◆ What to work on ◆
[A] In the passage about Activision buying King, what was the deal worth?
[B] Pick up the passage about Activision buying King after its final sentence and write the next paragraph.

Clash of Clans was dismissed as a fad; my (then) recent investment in Super Evil Megacorp was found perplexing and mobile as a platform was deemed to have little longevity in creating repeat hits from a single developer. At this point in time, understanding mobile gamers (and the acquisition, retention and monetization data around them) wasn’t a high priority at Activision. The company produced one billion-dollar hit after another, to a large, highly monetizing console and PC player base.

On Tuesday, Activision Blizzard bought King Digital Entertainment, creator of mobile smash hit Candy Crush Saga, in a deal worth $5.9 billion. Now, years after my Santa Monica meeting, it seems that mobile has become a more serious priority for Activision CEO Bobby Kotick. The mobile gaming industry now has publishers with a diversified portfolio of hit games, and Activision sees King as a strategic bolt-on to expand its mobile footprint.

◆ Material supplied ◆
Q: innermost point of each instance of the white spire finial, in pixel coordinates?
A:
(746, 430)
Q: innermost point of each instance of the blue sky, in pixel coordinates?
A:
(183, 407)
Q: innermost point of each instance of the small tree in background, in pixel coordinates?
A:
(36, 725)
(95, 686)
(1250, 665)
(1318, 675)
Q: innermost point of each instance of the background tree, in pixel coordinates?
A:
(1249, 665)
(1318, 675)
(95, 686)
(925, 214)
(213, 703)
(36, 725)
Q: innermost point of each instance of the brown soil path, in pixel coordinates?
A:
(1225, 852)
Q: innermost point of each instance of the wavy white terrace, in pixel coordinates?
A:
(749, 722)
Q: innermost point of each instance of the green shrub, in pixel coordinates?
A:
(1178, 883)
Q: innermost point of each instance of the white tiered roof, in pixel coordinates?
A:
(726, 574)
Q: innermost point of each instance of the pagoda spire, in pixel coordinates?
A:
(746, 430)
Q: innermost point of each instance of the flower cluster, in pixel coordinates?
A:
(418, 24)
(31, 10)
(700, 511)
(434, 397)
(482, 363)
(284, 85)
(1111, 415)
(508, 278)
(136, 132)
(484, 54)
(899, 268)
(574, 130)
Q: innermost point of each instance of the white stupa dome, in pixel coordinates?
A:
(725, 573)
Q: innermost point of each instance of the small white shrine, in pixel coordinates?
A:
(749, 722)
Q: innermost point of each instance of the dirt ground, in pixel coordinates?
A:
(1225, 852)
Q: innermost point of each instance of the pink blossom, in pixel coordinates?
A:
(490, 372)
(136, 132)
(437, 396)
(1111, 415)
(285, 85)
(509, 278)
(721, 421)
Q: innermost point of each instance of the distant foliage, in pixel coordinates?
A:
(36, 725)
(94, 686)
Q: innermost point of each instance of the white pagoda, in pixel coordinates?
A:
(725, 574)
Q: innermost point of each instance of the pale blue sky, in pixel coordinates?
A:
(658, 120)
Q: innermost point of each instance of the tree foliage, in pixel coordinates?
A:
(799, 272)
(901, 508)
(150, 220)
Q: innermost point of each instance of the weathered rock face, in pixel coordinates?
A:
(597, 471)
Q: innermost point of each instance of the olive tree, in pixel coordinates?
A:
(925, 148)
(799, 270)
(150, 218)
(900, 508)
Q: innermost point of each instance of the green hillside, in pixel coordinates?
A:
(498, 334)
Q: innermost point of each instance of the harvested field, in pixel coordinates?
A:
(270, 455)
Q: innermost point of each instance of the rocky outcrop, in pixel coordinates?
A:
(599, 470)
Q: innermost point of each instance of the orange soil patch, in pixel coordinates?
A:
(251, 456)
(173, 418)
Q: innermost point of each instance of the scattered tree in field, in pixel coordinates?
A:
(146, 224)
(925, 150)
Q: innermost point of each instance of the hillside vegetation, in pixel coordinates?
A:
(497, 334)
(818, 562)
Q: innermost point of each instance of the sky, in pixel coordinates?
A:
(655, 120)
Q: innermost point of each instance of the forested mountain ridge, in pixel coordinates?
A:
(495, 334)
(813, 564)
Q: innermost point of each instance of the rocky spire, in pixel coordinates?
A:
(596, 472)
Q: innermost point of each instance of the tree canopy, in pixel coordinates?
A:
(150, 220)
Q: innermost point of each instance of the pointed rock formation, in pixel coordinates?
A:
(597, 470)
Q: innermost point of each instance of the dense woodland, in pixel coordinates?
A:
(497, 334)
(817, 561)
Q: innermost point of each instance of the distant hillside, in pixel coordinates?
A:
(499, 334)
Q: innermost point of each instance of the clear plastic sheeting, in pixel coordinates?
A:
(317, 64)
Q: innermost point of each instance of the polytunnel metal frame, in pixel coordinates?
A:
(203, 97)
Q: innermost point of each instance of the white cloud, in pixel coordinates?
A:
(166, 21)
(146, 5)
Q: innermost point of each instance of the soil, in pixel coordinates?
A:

◆ Replies ◆
[A] $5.9 billion.

[B]
Rationalizing the deal has been covered at length in the press the past couple of days; it made sense financially from a DCF, EPS, EBITDA and price perspective. We have a giant public company acquiring a smaller business with solid cash flow that has operated in a largely under-tapped market for Activision. They were already several years behind their West Coast rival, Electronic Arts, which had several successful mobile hits, including Simpsons Tapped Out. Activision’s audience is largely hardcore, playing on console and PC, across a portfolio of sci-fi and fantasy titles, whereas King has half a billion mobile gamers who are largely female and casual players. Sounds like quite an awkward party when you put both groups in a room together, right?

I’ve written in the past about why I don’t invest in new mobile gaming studios anymore (you can read it here. Mobile game marketing costs are too high, gamers churn before breaking even from a monetization perspective, and distribution is controlled by celebrity brands (Star Wars, Kim Kardashian) and app store featuring from Cupertino and Mountain View.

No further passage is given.